Gather every line in the listing that contains the string "left" and copy each one out in full.

Entries on finding named things
* * *

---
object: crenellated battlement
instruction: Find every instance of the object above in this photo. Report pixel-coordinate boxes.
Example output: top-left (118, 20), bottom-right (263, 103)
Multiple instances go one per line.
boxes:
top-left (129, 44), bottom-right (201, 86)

* * *

## [Answer to this task]
Example output: top-left (118, 20), bottom-right (263, 103)
top-left (129, 44), bottom-right (201, 86)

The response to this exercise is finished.